| Excerpts of bounding box data |
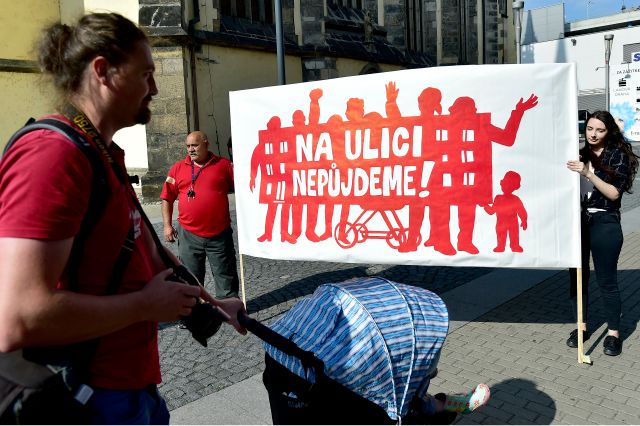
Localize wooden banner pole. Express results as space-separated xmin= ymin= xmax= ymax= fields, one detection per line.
xmin=576 ymin=268 xmax=591 ymax=364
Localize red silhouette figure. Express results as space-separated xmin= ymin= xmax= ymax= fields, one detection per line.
xmin=305 ymin=89 xmax=333 ymax=242
xmin=386 ymin=82 xmax=444 ymax=254
xmin=249 ymin=116 xmax=292 ymax=242
xmin=484 ymin=171 xmax=527 ymax=253
xmin=280 ymin=110 xmax=306 ymax=244
xmin=327 ymin=98 xmax=382 ymax=246
xmin=425 ymin=95 xmax=538 ymax=256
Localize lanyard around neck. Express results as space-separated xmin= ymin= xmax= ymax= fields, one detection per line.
xmin=191 ymin=160 xmax=205 ymax=187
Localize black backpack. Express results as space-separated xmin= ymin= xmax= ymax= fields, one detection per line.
xmin=0 ymin=119 xmax=112 ymax=424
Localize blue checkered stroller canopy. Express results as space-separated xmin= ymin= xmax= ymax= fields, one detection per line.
xmin=264 ymin=277 xmax=449 ymax=420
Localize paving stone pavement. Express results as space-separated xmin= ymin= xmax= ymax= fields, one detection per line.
xmin=152 ymin=203 xmax=492 ymax=409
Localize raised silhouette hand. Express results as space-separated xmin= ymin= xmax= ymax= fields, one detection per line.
xmin=516 ymin=94 xmax=538 ymax=112
xmin=385 ymin=81 xmax=400 ymax=102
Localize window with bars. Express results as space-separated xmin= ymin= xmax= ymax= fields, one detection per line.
xmin=220 ymin=0 xmax=274 ymax=24
xmin=327 ymin=0 xmax=362 ymax=9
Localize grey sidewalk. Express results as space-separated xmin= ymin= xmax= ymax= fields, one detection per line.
xmin=160 ymin=208 xmax=640 ymax=424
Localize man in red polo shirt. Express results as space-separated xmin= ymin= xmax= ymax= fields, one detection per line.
xmin=160 ymin=131 xmax=238 ymax=298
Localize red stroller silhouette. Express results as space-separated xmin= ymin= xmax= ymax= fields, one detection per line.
xmin=333 ymin=205 xmax=412 ymax=249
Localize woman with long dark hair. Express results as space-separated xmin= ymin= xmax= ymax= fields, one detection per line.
xmin=567 ymin=111 xmax=639 ymax=356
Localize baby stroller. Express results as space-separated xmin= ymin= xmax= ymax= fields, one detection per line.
xmin=241 ymin=278 xmax=456 ymax=424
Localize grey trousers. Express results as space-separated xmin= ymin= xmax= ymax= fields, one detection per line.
xmin=178 ymin=226 xmax=239 ymax=299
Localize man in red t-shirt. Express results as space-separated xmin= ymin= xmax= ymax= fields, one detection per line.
xmin=160 ymin=131 xmax=239 ymax=298
xmin=0 ymin=13 xmax=244 ymax=424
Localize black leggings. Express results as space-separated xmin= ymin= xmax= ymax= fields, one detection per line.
xmin=569 ymin=211 xmax=624 ymax=330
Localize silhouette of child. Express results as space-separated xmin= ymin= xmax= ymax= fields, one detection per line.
xmin=484 ymin=171 xmax=527 ymax=253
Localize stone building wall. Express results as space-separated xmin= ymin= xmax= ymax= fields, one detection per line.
xmin=142 ymin=46 xmax=189 ymax=202
xmin=139 ymin=0 xmax=189 ymax=203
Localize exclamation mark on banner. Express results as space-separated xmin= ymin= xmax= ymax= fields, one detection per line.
xmin=418 ymin=161 xmax=436 ymax=198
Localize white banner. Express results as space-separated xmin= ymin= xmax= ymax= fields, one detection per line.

| Aim of the exercise |
Extract every line of the records above verbatim, leaving the pictures out of your answer.

| Expected answer |
Localize wooden banner pole. Express results as space-separated xmin= ymin= xmax= ymax= fields, one detection per line.
xmin=576 ymin=268 xmax=591 ymax=364
Localize red silhouette figure. Express results as space-separated xmin= ymin= xmax= ymax= fields, one detection per line.
xmin=305 ymin=89 xmax=333 ymax=242
xmin=386 ymin=82 xmax=444 ymax=254
xmin=249 ymin=116 xmax=292 ymax=242
xmin=484 ymin=171 xmax=527 ymax=253
xmin=280 ymin=110 xmax=306 ymax=244
xmin=327 ymin=98 xmax=382 ymax=246
xmin=425 ymin=95 xmax=538 ymax=256
Localize lanyard around neck. Express results as space-separated xmin= ymin= xmax= ymax= fields, one detection per line.
xmin=191 ymin=160 xmax=205 ymax=187
Localize black backpack. Express results as space-separated xmin= ymin= xmax= ymax= fields, one detection per line.
xmin=0 ymin=119 xmax=112 ymax=424
Localize blue checkered stroller canopy. Express results as space-separated xmin= ymin= xmax= ymax= fields, one detection per line.
xmin=264 ymin=277 xmax=449 ymax=420
Localize paving stone pavement. Express results as space-separated xmin= ymin= xmax= ymax= fields, one detection per line.
xmin=152 ymin=203 xmax=492 ymax=409
Localize raised silhouette hand. Express results as space-separated xmin= ymin= xmax= ymax= fields, one detection per line.
xmin=516 ymin=94 xmax=538 ymax=112
xmin=385 ymin=81 xmax=400 ymax=102
Localize window with bars. Express results as space-separated xmin= ymin= xmax= ymax= fields, one detection per line.
xmin=220 ymin=0 xmax=274 ymax=24
xmin=327 ymin=0 xmax=362 ymax=9
Localize grey sidewalk. Express results as space-separated xmin= ymin= xmax= ymax= fields, one detection per line.
xmin=160 ymin=208 xmax=640 ymax=424
Localize man in red polo shirt. Express results as space-separated xmin= ymin= xmax= ymax= fields, one detection per line.
xmin=160 ymin=131 xmax=238 ymax=298
Localize red stroller silhouette. Express results as space-separated xmin= ymin= xmax= ymax= fields, one detection per line.
xmin=333 ymin=205 xmax=412 ymax=249
Localize woman with long dark hair. Express results as space-separated xmin= ymin= xmax= ymax= fields, one detection per line.
xmin=567 ymin=111 xmax=639 ymax=356
Localize baby stroller. Express results as space-separated xmin= ymin= xmax= ymax= fields, one detection per line.
xmin=241 ymin=278 xmax=456 ymax=424
Localize grey trousers. Express results as space-separated xmin= ymin= xmax= ymax= fields, one detection per line.
xmin=178 ymin=226 xmax=239 ymax=299
Localize man in red t-shirt. Express results as space-separated xmin= ymin= xmax= ymax= fields, one detection per line.
xmin=160 ymin=131 xmax=239 ymax=298
xmin=0 ymin=13 xmax=244 ymax=424
Localize black leggings. Express results as space-separated xmin= ymin= xmax= ymax= fields, one detection per line.
xmin=569 ymin=211 xmax=624 ymax=330
Localize silhouette of child. Express results as space-separated xmin= ymin= xmax= ymax= fields, one detection per line.
xmin=484 ymin=171 xmax=527 ymax=253
Localize stone building wall. Express results as space-separated xmin= ymin= xmax= ymax= fields, one detection per line.
xmin=142 ymin=46 xmax=189 ymax=202
xmin=139 ymin=0 xmax=189 ymax=203
Localize exclamation mark on banner. Express results as space-separated xmin= ymin= xmax= ymax= fields, one detection per line.
xmin=418 ymin=161 xmax=436 ymax=198
Localize white banner. Express results as space-separated xmin= ymin= xmax= ymax= fields, one detection per line.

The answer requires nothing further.